**Given passage:**
High alert a year after Osama gunned down

Photo/FILE/AFP

Osama Bin Laden: The al-Qaeda leader who was killed by US troops.

Security agencies around the world were on Tuesday on high alert on the first anniversary of the killing of the mastermind of Al Qaeda terror group, Osama bin Laden.

In Kenya, security services are at an unprecedented state of alert amid reports that Al Qaeda linked Somali terrorist group, Al-Shabaab, is planning an attack at strategic installations.

A senior official of the Anti-Terrorist Police Unit said they had received intelligence reports that Al-Shabaab terrorists are planning an attack, but adequate security measures are in place to deal with the threat.

Last week, the US Embassy in Nairobi warned that terrorists were planning strikes against hotels and government buildings.

The embassy said it had credible information that the attacks were in the final planning stage, but said the timing was not known.

Officials in Britain and the United States have repeatedly warned in recent months of expected attacks in Kenya, which suffered from a spate of abductions of aid workers and tourists late last year.

Grenade attack

On Sunday, a one person was killed and 16 others injured after a grenade attack targeting God’s House of Miracles International Church in Nairobi’s Ngara area. (READ: One dead, ten injured in Nairobi grenade attack)

Police are still investigating the incident. No group has claimed responsibility for the attack, although police are looking for a young man who was in the congregation and is said to have thrown the grenade.

Kenya has been hit by a series of grenade attacks, including two in the coastal town of Mombasa that killed one and injured 33.

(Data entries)
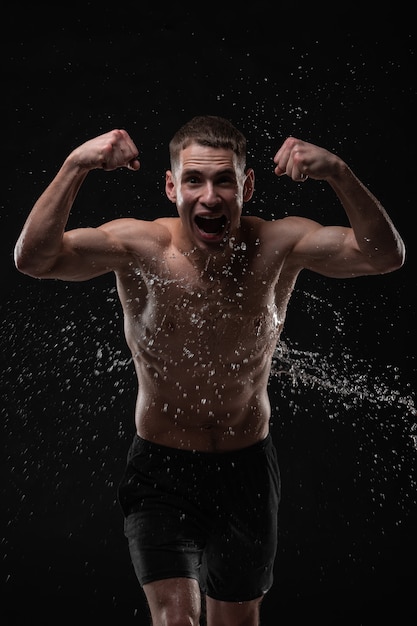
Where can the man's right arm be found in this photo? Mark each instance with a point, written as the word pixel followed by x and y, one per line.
pixel 44 249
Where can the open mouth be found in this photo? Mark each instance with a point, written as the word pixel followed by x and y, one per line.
pixel 211 226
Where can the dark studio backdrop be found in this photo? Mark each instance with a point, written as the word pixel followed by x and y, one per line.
pixel 343 383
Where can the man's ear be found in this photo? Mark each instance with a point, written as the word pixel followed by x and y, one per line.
pixel 170 186
pixel 249 185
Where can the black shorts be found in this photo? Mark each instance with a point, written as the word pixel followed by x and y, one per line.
pixel 208 516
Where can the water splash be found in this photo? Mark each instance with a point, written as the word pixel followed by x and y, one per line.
pixel 348 381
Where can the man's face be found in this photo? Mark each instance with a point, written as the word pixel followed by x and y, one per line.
pixel 209 190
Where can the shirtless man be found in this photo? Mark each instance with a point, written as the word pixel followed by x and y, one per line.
pixel 204 297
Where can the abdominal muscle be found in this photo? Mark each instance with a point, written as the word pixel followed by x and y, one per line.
pixel 210 406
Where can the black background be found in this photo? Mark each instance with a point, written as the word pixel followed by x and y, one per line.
pixel 344 406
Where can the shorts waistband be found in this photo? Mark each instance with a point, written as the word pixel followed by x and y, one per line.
pixel 145 445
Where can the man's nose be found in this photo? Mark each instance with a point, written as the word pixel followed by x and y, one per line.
pixel 210 196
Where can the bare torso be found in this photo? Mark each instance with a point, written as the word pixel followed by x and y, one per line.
pixel 202 337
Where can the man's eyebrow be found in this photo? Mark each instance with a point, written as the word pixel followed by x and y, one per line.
pixel 196 172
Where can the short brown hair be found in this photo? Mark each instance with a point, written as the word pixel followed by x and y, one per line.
pixel 212 131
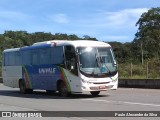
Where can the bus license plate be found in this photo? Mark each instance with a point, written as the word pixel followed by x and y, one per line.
pixel 102 87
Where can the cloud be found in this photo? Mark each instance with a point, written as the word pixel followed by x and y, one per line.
pixel 59 18
pixel 116 19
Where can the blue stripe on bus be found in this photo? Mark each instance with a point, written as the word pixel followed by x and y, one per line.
pixel 43 76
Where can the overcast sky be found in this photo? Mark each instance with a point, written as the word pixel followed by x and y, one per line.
pixel 107 20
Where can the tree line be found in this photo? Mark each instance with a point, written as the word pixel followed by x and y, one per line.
pixel 144 47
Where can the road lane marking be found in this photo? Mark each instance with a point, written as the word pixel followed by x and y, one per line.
pixel 123 102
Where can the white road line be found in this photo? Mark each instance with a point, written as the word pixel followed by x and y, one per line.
pixel 123 102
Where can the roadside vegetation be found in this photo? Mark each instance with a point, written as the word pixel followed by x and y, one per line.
pixel 137 59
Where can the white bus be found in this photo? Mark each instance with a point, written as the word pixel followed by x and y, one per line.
pixel 63 66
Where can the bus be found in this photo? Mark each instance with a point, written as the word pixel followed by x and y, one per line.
pixel 61 66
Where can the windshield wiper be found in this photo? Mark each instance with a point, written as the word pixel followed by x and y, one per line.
pixel 102 62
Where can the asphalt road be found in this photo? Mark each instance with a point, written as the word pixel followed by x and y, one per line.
pixel 122 99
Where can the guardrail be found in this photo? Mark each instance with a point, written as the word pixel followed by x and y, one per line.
pixel 1 80
pixel 134 83
pixel 140 83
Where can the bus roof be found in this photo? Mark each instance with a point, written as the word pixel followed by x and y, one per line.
pixel 11 50
pixel 76 43
pixel 52 43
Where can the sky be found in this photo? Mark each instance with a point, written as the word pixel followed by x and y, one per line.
pixel 106 20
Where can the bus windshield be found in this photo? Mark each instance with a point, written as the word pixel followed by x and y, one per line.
pixel 98 60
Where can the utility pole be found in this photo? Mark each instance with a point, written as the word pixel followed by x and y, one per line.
pixel 142 52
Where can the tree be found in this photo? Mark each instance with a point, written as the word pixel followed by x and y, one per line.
pixel 148 34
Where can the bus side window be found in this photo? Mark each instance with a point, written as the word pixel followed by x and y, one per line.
pixel 44 56
pixel 11 58
pixel 18 60
pixel 35 57
pixel 70 55
pixel 26 57
pixel 57 55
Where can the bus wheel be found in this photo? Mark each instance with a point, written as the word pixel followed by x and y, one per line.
pixel 50 91
pixel 29 90
pixel 63 90
pixel 95 93
pixel 22 87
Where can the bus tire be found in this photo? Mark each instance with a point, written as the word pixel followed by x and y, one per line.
pixel 22 87
pixel 63 90
pixel 29 90
pixel 95 93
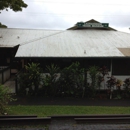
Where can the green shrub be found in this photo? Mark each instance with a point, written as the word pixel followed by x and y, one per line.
pixel 5 98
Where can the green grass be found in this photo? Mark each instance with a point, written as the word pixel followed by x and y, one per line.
pixel 43 111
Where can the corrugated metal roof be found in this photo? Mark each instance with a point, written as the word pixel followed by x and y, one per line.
pixel 69 43
pixel 12 37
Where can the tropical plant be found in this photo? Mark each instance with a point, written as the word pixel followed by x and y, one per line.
pixel 93 75
pixel 50 80
pixel 72 80
pixel 127 83
pixel 111 82
pixel 30 78
pixel 5 98
pixel 119 83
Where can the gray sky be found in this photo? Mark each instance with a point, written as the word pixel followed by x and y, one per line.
pixel 62 14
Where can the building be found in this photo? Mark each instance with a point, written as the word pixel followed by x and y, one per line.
pixel 90 43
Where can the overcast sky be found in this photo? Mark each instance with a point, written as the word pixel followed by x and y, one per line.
pixel 62 14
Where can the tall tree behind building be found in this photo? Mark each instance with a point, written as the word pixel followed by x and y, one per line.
pixel 15 5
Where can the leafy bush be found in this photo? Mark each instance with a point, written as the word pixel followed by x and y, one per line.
pixel 5 98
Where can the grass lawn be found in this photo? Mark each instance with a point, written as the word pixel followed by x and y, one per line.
pixel 43 111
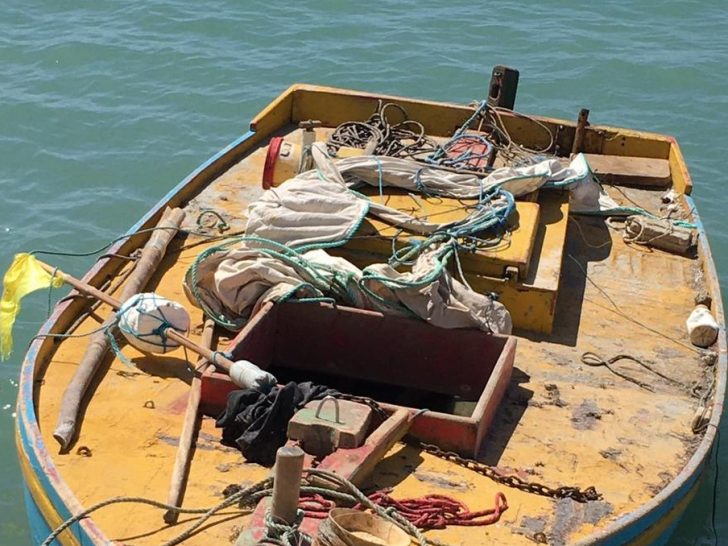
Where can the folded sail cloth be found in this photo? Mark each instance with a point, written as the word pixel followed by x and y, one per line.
pixel 318 208
pixel 282 256
pixel 232 284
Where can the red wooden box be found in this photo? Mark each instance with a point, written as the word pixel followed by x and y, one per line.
pixel 380 356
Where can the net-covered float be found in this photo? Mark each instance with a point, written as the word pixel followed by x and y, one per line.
pixel 473 325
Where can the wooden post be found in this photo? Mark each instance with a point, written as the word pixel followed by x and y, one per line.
pixel 152 255
pixel 184 449
pixel 581 124
pixel 287 484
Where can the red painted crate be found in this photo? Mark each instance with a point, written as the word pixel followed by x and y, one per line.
pixel 346 345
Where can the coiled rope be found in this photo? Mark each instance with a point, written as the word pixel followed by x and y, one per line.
pixel 248 497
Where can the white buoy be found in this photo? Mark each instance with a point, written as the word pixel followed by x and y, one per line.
pixel 143 319
pixel 702 327
pixel 247 375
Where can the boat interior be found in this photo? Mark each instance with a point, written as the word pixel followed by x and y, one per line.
pixel 598 385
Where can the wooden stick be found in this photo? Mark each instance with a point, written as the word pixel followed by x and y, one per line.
pixel 581 124
pixel 152 254
pixel 189 426
pixel 287 483
pixel 221 361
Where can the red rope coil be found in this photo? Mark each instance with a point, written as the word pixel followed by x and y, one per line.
pixel 428 512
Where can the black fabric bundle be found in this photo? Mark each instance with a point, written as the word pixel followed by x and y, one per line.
pixel 256 423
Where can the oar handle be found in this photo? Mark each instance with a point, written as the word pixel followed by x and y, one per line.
pixel 216 358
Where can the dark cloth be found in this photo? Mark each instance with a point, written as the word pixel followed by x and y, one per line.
pixel 256 423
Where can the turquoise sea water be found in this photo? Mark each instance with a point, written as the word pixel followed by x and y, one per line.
pixel 105 105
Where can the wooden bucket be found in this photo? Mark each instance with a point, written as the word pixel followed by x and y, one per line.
pixel 348 527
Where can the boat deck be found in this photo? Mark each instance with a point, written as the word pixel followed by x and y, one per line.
pixel 561 423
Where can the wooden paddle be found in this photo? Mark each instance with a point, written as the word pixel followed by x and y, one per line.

**Exercise requirements:**
#1 List every place named in the article on the high alert after the killing of Osama bin Laden.
#2 Reproduce everything in the article on the high alert from "The embassy said" down to "late last year.".

**Answers to the tasks:**
#1 Kenya, Nairobi, Ngara, Mombasa, Britain, the United States

#2
The embassy said it had credible information that the attacks were in the final planning stage, but said the timing was not known.

Officials in Britain and the United States have repeatedly warned in recent months of expected attacks in Kenya, which suffered from a spate of abductions of aid workers and tourists late last year.